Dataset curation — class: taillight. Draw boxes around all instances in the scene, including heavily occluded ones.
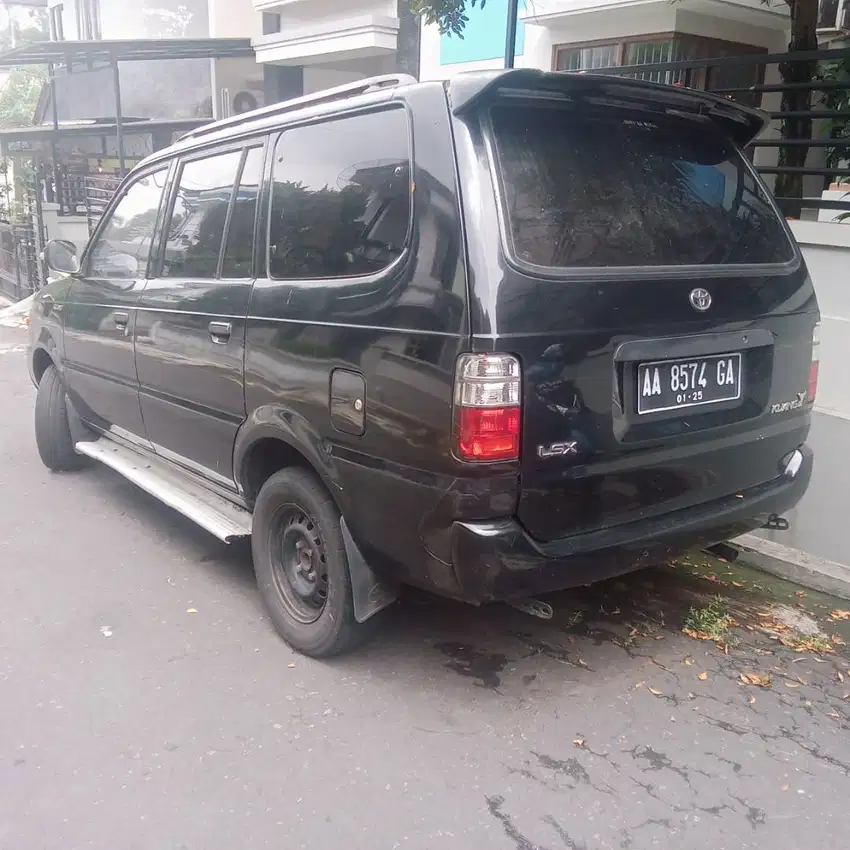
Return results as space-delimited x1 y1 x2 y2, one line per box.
455 354 522 461
809 323 820 401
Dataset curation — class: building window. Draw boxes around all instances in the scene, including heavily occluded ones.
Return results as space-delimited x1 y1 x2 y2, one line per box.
77 0 103 41
554 33 767 106
48 3 65 41
263 12 280 35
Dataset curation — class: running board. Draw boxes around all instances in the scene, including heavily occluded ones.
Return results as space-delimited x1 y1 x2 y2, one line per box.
75 438 251 543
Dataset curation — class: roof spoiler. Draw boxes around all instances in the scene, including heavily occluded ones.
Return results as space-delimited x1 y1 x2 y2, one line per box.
447 68 770 147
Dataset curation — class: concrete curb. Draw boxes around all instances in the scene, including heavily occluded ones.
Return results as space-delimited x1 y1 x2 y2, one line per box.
730 534 850 599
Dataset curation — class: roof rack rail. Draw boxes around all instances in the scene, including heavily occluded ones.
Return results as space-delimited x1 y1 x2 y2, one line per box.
180 74 416 141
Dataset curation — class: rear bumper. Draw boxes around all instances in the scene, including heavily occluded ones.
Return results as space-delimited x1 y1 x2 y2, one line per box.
452 446 813 602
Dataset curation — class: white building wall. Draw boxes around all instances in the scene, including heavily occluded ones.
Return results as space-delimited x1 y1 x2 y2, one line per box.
420 0 787 80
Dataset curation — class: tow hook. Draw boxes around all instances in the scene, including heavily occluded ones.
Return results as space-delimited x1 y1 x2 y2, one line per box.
508 599 555 620
762 514 791 531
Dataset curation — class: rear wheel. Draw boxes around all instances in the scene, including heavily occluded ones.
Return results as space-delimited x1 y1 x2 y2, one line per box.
251 469 374 658
35 366 86 472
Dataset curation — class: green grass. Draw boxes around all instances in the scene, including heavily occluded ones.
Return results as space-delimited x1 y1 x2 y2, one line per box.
685 596 734 642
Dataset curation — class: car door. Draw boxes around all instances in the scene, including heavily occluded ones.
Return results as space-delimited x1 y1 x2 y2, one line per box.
136 139 265 487
64 165 169 445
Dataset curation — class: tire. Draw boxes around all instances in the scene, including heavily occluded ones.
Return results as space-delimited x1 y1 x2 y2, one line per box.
35 366 86 472
251 468 378 658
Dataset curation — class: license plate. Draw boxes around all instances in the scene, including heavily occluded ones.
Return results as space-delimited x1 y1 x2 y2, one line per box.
637 354 741 414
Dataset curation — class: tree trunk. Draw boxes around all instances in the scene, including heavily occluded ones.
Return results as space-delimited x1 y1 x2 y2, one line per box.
395 0 420 80
774 0 818 218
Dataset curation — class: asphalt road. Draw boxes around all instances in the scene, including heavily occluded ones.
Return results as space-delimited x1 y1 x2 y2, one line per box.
0 328 850 850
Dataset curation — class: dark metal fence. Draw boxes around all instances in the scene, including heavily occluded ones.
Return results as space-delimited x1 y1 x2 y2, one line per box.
593 47 850 217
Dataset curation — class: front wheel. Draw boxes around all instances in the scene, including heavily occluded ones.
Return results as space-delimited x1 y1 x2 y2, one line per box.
251 469 375 658
35 366 86 472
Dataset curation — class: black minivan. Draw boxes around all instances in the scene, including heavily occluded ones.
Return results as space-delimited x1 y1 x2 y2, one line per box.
30 70 819 656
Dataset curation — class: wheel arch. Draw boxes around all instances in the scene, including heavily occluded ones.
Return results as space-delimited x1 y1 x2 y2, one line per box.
30 344 62 386
233 409 344 506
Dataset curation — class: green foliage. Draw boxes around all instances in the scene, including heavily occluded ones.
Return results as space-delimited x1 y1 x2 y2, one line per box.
818 58 850 179
410 0 487 38
0 9 49 127
0 65 47 127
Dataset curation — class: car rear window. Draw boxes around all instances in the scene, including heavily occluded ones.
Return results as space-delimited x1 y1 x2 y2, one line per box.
491 105 794 269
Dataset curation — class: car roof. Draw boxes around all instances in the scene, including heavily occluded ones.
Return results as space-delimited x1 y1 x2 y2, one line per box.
134 68 769 176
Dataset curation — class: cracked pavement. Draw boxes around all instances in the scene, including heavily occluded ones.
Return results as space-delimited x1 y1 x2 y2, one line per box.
0 328 850 850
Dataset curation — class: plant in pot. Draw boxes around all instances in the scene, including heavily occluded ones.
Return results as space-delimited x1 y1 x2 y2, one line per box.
818 57 850 223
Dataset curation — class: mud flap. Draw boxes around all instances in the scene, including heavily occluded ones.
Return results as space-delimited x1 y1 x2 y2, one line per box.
65 394 92 454
340 517 398 623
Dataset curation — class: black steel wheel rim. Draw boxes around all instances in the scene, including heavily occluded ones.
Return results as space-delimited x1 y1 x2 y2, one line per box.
269 505 328 624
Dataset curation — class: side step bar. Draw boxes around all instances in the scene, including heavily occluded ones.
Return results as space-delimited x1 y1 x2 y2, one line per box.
74 438 251 543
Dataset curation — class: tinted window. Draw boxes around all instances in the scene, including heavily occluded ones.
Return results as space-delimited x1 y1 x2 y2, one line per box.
492 106 793 267
88 168 168 279
269 109 410 278
221 148 263 277
162 151 242 279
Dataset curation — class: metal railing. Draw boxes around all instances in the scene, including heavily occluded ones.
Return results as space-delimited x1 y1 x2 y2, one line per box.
593 47 850 218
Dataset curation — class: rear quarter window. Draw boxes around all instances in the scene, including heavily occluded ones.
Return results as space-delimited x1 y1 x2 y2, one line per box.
490 105 795 269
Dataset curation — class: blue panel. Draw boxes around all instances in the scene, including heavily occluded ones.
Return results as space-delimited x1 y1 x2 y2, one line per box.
440 0 525 65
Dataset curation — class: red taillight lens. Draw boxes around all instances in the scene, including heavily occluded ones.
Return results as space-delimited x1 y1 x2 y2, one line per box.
455 354 522 462
457 407 519 460
809 324 820 401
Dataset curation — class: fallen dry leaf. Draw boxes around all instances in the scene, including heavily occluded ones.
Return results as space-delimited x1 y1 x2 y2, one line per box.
777 635 841 652
740 673 770 688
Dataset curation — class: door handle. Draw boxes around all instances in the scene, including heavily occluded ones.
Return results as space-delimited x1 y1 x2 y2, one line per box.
209 322 233 345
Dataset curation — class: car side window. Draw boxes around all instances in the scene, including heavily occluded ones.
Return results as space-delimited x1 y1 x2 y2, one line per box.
221 147 263 278
87 168 168 280
161 150 242 280
269 108 411 280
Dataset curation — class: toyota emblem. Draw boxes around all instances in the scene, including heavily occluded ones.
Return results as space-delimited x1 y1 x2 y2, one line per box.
690 288 711 313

######

→ **Consigne**: Recopiez à l'identique l'ensemble des entrées ci-dessus, sans y inclure les images.

→ **Réponse attendue**:
Dataset curation — class: taillight. Draw boxes around all instances in the scene, including heavily occluded ones.
Return results as space-delimited x1 y1 x2 y2, one line per box.
455 354 522 461
809 323 820 401
Dataset curation — class: building window. Draw boxes around all instances in the scene, including heavily occluded ones.
Return results as space-delimited x1 y1 x2 y2, one line per box.
77 0 103 41
554 33 767 106
48 3 65 41
263 12 280 35
Dataset curation — class: running board. Draw boxes around all instances in the scene, including heavily occluded ones.
Return results as space-delimited x1 y1 x2 y2, one line per box.
75 438 251 543
Dataset curation — class: roof spoiler. Draw boxes around all instances in the scene, including heavily occluded ones.
Return results as space-delimited x1 y1 x2 y2, one line per box.
447 68 770 147
Dataset curation — class: concrete curb. Draw boxes around all instances in the scene, including heavily occluded ones.
Return results as space-delimited x1 y1 x2 y2, one line per box.
730 534 850 599
Dataset curation — class: roof rack rail. Draw boxes around all instances in the scene, including heavily occluded ones.
Return results as space-delimited x1 y1 x2 y2, one line per box.
180 74 416 141
Dataset curation — class: rear bumper. Draw boxes around all instances in the scene, including heavily occluded ones.
Return results as space-delimited x1 y1 x2 y2, one line per box.
452 446 813 602
Dataset curation — class: white building wall. Draw boxes around all instances in the scene, including heavily occluded ones.
Return results as space-delimited x1 y1 x2 y2, one line per box.
420 0 787 80
Dataset curation — class: tow hook. Draw boxes around all instances in the scene, including heavily occluded ones.
Return results as space-delimited x1 y1 x2 y2, one line per box.
508 599 555 620
762 514 791 531
Dataset curation — class: rear wheel. Draw boxes around all instances in the scene, including heavily occluded ones.
Return results as space-delimited x1 y1 x2 y2, one line per box.
251 469 374 658
35 366 86 472
Dataset curation — class: green grass. Draw boxes around all instances in the scene, including heavily occluded ones.
Return results as space-delimited x1 y1 x2 y2, one line per box.
685 596 734 642
Dataset curation — class: car door. Draw boxes around all instances in the scene, including heavily occluded ones.
Return results as space-delimited x1 y1 x2 y2, one line per box.
136 139 265 487
64 165 169 445
Dataset curation — class: tire. Draw boxes around all instances in the scene, including heavily occluded ones.
Return results as space-delimited x1 y1 x2 y2, one line per box.
35 366 86 472
251 468 378 658
Dataset curation — class: license plate. Draw boxes around all instances in the scene, including heavily occluded ones.
Return results as space-delimited x1 y1 x2 y2, one line per box.
637 354 741 414
Dataset curation — class: tree trunk. Draw boxes around all instances in the scene, including heavily occluded ones.
Return results as space-delimited x1 y1 x2 y2, one line per box.
395 0 420 80
774 0 818 218
Dataset curation — class: asphalt road. Draw boxes around all instances in the scene, including heavily occluded ones.
Return results as space-delimited x1 y1 x2 y2, one line per box.
0 328 850 850
Dataset curation — class: dark metal fence. Draw boxes around all instances in the scene, including heavily occluded ones.
Return results as space-delimited x1 y1 x2 y2, one line per box.
593 47 850 217
Dataset curation — class: front wheel. Draw boxes around all instances in the scene, including heavily occluded ones.
Return results as space-delimited x1 y1 x2 y2, one line per box.
251 469 375 658
35 366 86 472
Dataset curation — class: black minivan. Draw boxes around all instances in the scene, including heavily occluded ones.
Return results as space-delimited x1 y1 x2 y2, one line per box.
30 70 819 656
Dataset curation — class: wheel arch. Draw boxes around all instances in the scene, including heavily occluded ones.
Return results as space-delimited x1 y1 x2 y2, one line per box.
30 344 62 386
233 409 344 506
Dataset curation — class: green foliage. Draw boxes around all instances in the scene, including heavily occluded ones.
Return results as space-delimited x1 y1 x2 y2, one line per box.
818 58 850 179
410 0 487 38
0 9 49 127
0 65 47 127
Dataset curation — class: car rear window. Draw boxes around all instances in the scene, including heavily occluded ones.
Return results as space-delimited x1 y1 x2 y2, one line per box.
491 105 794 269
Dataset curation — class: car roof. Draw boxes around all instances in the scene, including heavily occluded ones.
Return results as space-delimited x1 y1 x2 y2, one line per box.
134 68 769 176
Dataset curation — class: cracked pavement. Draw boxes around all instances in the scene, including heavily occluded ones.
Return results as space-delimited x1 y1 x2 y2, one line per box.
0 328 850 850
Dataset curation — class: plant in pot. Draw boxes around all instances in the scene, including heavily occluded ones.
Return results as space-delimited x1 y1 x2 y2, one line per box.
818 57 850 223
Dataset curation — class: mud flap. Draw boxes around all instances in the scene, including heavily occluded ones.
Return results as space-delimited x1 y1 x2 y2, one line per box.
65 394 92 454
340 517 398 623
Dataset curation — class: black steel wheel rim. Draw boxes around all instances in the scene, including heavily occluded ones.
Return results as space-delimited x1 y1 x2 y2, one line per box.
269 505 328 624
Dataset curation — class: side step bar. Draw boxes around all instances in the scene, including heavily occluded ones.
Return results as space-delimited x1 y1 x2 y2, one line per box.
74 438 251 543
Dataset curation — class: tinted window. Draw boxes around all instances in the scene, including heavily occluded ones.
Return results as space-delimited x1 y1 x2 y2, one line per box.
492 106 793 267
88 168 168 279
269 109 410 278
221 148 263 277
162 151 242 279
Dataset curation — class: metal railing. Draw boxes around all instances in the scene, including heavily occluded ones.
Return results as space-delimited x1 y1 x2 y2, one line per box.
593 47 850 218
Dataset curation — class: rear quarter window. Draw boxes around all instances in the scene, including heavily occluded ones.
Return results as space-delimited x1 y1 x2 y2, one line per box.
490 105 795 269
Dataset curation — class: blue panel. Draw boxes around all instances in the scene, including heavily occluded ones.
Return results as space-delimited x1 y1 x2 y2, one line per box.
440 0 525 65
Dataset curation — class: red taillight lens. Draw boxes around all instances in the scene, including heavily occluded ones.
Return results as space-delimited x1 y1 x2 y2, one line per box.
455 354 522 462
457 407 519 460
809 324 820 401
Dataset curation — class: fallen dry leaf. Draw boxes around all instances in the scene, including heavily occluded ones.
Return results as space-delimited x1 y1 x2 y2, one line per box.
777 635 841 652
740 673 770 688
Dataset curation — class: door handle. Draw boxes around all instances in the scene, including heavily occluded ones.
Return results as space-delimited x1 y1 x2 y2, one line per box.
209 322 233 345
Dataset curation — class: car side window. Draw boxes around all instances in the scene, including heavily occluded ones.
Return results as space-delimited x1 y1 x2 y2, one line per box.
221 147 263 278
87 168 168 280
161 150 242 280
269 108 411 280
Dataset curation — class: toyota emblem. Draw boxes around all instances in the scene, including heavily occluded ones.
Return results as space-delimited x1 y1 x2 y2, one line per box.
690 288 711 313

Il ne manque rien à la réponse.